**** Given information

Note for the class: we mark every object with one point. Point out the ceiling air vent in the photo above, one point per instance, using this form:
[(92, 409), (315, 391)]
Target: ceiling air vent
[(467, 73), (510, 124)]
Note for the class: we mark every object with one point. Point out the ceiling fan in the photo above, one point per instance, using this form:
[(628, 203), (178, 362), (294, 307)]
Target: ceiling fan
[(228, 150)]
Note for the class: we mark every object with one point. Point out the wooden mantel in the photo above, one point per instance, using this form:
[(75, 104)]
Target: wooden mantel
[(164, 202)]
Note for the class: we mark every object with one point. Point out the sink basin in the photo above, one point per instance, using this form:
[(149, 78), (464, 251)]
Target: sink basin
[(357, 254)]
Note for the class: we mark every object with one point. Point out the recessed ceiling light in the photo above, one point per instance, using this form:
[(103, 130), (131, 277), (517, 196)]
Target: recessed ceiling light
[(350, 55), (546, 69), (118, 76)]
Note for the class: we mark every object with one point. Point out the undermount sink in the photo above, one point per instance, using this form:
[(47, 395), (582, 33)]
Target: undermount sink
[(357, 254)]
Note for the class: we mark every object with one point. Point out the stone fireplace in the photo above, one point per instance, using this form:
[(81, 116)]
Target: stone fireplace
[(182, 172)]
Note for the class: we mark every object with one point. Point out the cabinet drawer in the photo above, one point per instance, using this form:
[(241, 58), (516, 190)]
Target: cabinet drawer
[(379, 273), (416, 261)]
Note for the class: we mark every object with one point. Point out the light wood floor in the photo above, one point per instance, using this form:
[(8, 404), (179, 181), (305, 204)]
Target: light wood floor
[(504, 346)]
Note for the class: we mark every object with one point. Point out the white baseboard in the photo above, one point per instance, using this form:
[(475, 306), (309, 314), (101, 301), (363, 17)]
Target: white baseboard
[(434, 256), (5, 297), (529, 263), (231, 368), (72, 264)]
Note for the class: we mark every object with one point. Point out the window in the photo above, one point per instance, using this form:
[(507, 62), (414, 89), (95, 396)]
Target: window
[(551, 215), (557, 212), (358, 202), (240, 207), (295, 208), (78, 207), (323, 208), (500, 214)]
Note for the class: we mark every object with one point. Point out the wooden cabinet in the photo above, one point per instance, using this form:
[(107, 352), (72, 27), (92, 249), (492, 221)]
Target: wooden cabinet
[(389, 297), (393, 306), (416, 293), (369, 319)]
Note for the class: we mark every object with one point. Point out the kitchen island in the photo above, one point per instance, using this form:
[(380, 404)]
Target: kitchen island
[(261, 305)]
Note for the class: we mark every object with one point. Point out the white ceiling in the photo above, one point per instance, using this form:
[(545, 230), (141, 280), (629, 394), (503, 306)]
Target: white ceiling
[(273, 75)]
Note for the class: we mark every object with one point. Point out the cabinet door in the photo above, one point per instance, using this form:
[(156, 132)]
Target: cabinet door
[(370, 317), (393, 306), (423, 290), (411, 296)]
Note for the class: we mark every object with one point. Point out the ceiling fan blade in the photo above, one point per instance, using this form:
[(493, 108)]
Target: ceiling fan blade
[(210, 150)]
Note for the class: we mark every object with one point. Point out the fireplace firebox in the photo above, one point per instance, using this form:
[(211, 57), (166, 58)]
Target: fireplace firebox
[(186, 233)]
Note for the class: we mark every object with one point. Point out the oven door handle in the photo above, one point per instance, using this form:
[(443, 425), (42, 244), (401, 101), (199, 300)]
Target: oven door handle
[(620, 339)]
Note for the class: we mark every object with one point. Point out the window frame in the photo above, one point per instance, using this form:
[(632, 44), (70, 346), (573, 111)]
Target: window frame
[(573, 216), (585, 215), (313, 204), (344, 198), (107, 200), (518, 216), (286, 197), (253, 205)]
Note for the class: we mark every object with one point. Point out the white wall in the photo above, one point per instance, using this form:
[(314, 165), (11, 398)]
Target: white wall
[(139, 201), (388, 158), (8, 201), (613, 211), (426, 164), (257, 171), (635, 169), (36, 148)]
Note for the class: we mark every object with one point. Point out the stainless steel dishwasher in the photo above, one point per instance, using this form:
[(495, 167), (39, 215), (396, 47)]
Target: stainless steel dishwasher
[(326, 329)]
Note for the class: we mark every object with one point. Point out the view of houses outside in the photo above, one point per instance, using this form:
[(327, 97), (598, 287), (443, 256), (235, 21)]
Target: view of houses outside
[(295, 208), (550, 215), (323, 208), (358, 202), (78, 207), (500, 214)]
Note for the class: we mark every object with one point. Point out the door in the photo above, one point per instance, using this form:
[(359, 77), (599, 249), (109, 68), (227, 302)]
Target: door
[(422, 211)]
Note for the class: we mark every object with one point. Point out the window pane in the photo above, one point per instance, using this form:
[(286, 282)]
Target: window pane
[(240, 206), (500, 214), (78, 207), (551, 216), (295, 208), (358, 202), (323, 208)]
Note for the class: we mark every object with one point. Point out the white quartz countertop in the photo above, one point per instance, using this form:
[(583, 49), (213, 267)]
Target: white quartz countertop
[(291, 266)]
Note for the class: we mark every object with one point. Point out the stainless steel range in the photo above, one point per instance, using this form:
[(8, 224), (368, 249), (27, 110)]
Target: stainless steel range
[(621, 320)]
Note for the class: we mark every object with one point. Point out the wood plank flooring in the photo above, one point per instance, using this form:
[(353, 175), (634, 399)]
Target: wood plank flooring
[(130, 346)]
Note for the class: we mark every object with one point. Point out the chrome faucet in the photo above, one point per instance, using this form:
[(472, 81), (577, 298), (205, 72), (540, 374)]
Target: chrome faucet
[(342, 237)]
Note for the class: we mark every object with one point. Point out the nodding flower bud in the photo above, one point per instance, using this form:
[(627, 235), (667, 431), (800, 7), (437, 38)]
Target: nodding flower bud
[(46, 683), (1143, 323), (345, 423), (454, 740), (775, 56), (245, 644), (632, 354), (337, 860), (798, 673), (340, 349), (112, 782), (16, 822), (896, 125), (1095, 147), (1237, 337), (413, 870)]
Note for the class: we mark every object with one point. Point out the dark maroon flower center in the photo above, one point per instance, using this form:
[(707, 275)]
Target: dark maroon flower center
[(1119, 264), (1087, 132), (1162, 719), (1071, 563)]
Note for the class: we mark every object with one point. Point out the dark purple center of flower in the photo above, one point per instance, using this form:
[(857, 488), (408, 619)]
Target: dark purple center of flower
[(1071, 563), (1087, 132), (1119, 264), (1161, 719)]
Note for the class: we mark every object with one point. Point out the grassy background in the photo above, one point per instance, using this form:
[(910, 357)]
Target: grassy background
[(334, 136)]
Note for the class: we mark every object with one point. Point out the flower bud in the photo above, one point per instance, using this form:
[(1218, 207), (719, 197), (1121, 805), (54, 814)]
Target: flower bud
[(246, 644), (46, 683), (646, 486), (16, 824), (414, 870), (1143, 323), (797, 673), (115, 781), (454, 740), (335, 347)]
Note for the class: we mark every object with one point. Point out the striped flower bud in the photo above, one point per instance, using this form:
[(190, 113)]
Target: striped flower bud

********

*Stated task*:
Write out the entries above once more, without altering anything.

*Solution*:
Note for the class: we mark every object with one point. Point out the ceiling air vent in the photo above, one point per instance, using this form:
[(92, 409), (315, 391)]
Target: ceiling air vent
[(467, 73), (510, 124)]
Note for the class: we mark every object with one point. Point out the ceiling fan in the photo above, one point per instance, using this form:
[(628, 203), (178, 362), (294, 307)]
Target: ceiling fan
[(228, 150)]
Note for the class: we mark every object with one point. Point out the wooden mantel in the photo above, one point per instance, using this form:
[(75, 104)]
Target: wooden mantel
[(164, 202)]
Note for the class: we mark every object with one point. Point out the sink basin in the photo above, one point per instance, using this form:
[(149, 78), (464, 251)]
Target: sink basin
[(357, 254)]
Note for the class: we mark every object with one point. Point out the recessed ceiling light in the photo above, one point per instance, using this form:
[(103, 130), (131, 277), (517, 196)]
Target: recessed ceiling light
[(350, 55), (546, 69), (118, 76)]
Note for the class: we mark every object with one point. Point out the undermount sink in the photo above, one point per instance, using this form:
[(47, 395), (582, 33)]
Target: undermount sink
[(357, 254)]
Note for the class: we mark every object with one point. Point out the stone fireplace in the photo above, one point per instance, using this form:
[(81, 116)]
Target: stone fireplace
[(182, 172)]
Note for the class: we mark every object with one point. Point out the cabinet drawer in the photo above, one point per instance, using this form:
[(241, 58), (516, 190)]
Target: cabinet drawer
[(379, 273), (416, 261)]
Note for the class: we mark every object with one point. Point out the light wood floor in the photo above, one point per instance, using this form:
[(8, 404), (179, 181), (305, 204)]
Target: light wood floor
[(504, 346)]
Note for the class: we mark every object with one point. Point out the white baseboard in the photo above, one point per instance, using this form:
[(475, 306), (309, 314), (101, 301), (363, 17)]
Target: white baseboard
[(434, 256), (5, 297), (529, 263), (231, 368), (72, 264)]
Note for the class: we mark every object with one point. Point out the window in the photo above, one point per instance, using this form:
[(507, 62), (414, 89), (95, 396)]
Target: window
[(551, 215), (557, 212), (358, 202), (240, 207), (295, 208), (78, 207), (323, 208), (500, 214)]
Note for the class: we mark every object with one point. Point out the wooden cabinet in the photo above, one point per instance, using this form:
[(107, 352), (72, 27), (92, 249), (492, 221)]
Target: wooden cabinet
[(389, 297), (393, 306), (416, 293), (369, 319)]
Note for the class: we mark every object with one point. Point out the kitchen island in the photo above, one point per instance, using this form:
[(380, 404)]
Target: kitchen island
[(261, 305)]
Note for the class: we mark every object with one point. Point out the white ceiling in the photo above, one point per instance, using this form:
[(545, 230), (141, 280), (629, 394), (503, 306)]
Target: white ceiling
[(273, 75)]
Note for the class: we mark every object with one point. Point out the cabinet door in the photo above, one point per instance, using this form:
[(156, 132)]
Target: cabinet door
[(370, 317), (393, 306), (423, 290), (411, 296)]
Note for the class: we mark every object with one point. Point out the ceiling fan blade in the photo above, one point per instance, using this form:
[(493, 108)]
Target: ceiling fan blade
[(210, 150)]
Note for the class: we mark every object with one point. Point out the fireplace firebox in the photo above, one point per instance, using this form:
[(211, 57), (166, 58)]
Target: fireplace firebox
[(186, 233)]
Note for the class: we mark every object with one point. Point out the oven door handle in the photo above, one point per instance, using this form:
[(443, 425), (42, 244), (401, 101), (199, 300)]
Target: oven door handle
[(620, 339)]
Note for the class: we mark every object with one point. Point out the window frame in the photo above, one point per instance, using this form:
[(632, 44), (70, 346), (573, 111)]
Target: window frame
[(573, 216), (585, 215), (313, 204), (344, 198), (107, 200), (518, 216), (286, 197), (253, 205)]
Note for the class: we mark every object with one point. Point out the white wall in the photo above, one point per instance, using this form:
[(314, 165), (11, 398)]
Target: white wall
[(139, 201), (388, 158), (8, 201), (613, 211), (426, 164), (257, 171), (635, 169), (36, 148)]
Note for the class: we mark every object with one point. Point out the stainless steel dishwasher in the photo above, one point per instance, using this form:
[(495, 167), (39, 215), (396, 47)]
Target: stainless steel dishwasher
[(326, 329)]
Note for the class: we mark every object with one point. Point out the view of houses outside in the photo above, one point per instance, using this form:
[(327, 97), (598, 287), (443, 256), (235, 21)]
Target: view of houses outside
[(295, 208), (550, 215), (323, 208), (358, 202), (78, 207), (500, 214)]
Note for the class: we mark every object with one point. Point out the door in the photo above, one point per instance, using this form:
[(359, 77), (599, 249), (109, 68), (227, 302)]
Target: door
[(422, 211)]
Note for the class: we mark every object with one point. Point out the window pane in the photo above, one point per instance, using this form:
[(286, 282)]
Target: window pane
[(240, 206), (500, 214), (78, 207), (551, 216), (295, 208), (358, 202), (323, 208)]
Note for the class: we mark every object with one point. Point out the white quartz countertop in the photo above, one point per instance, using this form:
[(583, 49), (213, 267)]
Target: white quartz countertop
[(291, 266)]
Note for the class: we mark every object with one point. Point out the stainless steel range in the photo above, one point per instance, using this form:
[(8, 224), (368, 249), (27, 110)]
Target: stainless steel range
[(621, 320)]
Note for the class: we mark every object with one point. Point out the wood plank flooring in the photo above, one point per instance, using this form:
[(353, 175), (634, 399)]
Target: wood plank flooring
[(130, 346)]
Note for the class: we mark every object with one point. Point out the chrome faucet in the photo above, one point per instance, using this form:
[(472, 81), (577, 298), (205, 72), (540, 374)]
Target: chrome faucet
[(342, 237)]
Note for the class: we mark every object with one point. Point out the nodding flower bud in the photo above, one point per instance, using this form:
[(627, 235), (667, 431), (800, 7), (437, 38)]
Target: nodding flower bud
[(46, 683), (1143, 323), (345, 423), (454, 740), (775, 56), (245, 644), (632, 354), (337, 860), (798, 673), (340, 349), (112, 782), (16, 822), (896, 125), (1095, 147), (1237, 337), (413, 870)]
Note for the class: we mark every object with one point. Point out the dark maroon flower center in the photo above, one point per instance, using this form:
[(707, 275)]
Target: dark maroon flower center
[(1119, 264), (1087, 132), (1162, 719), (1071, 563)]
Note for the class: we mark every object with one point. Point out the dark purple center of flower in the photo above, one point per instance, using this form:
[(857, 488), (408, 619)]
Target: dark purple center of flower
[(1071, 563), (1087, 132), (1119, 264), (1161, 719)]
Note for the class: we mark every object with one point. Point out the grassy background in the photo above, one point per instance, using this form:
[(910, 357)]
Target: grassy background
[(334, 136)]
Note for the class: we mark every object with one point. Point out the flower bud in the photo above, one point per instance, using this form:
[(1218, 207), (719, 197), (1121, 805), (54, 814)]
Target: flower bud
[(246, 644), (46, 683), (646, 486), (16, 824), (414, 870), (1143, 323), (797, 673), (115, 781), (454, 740), (335, 347)]
Note for the class: we mark every object with one point. Point out the striped flower bud in the photo above, one point per instance, using this form:
[(190, 113)]
Target: striped flower bud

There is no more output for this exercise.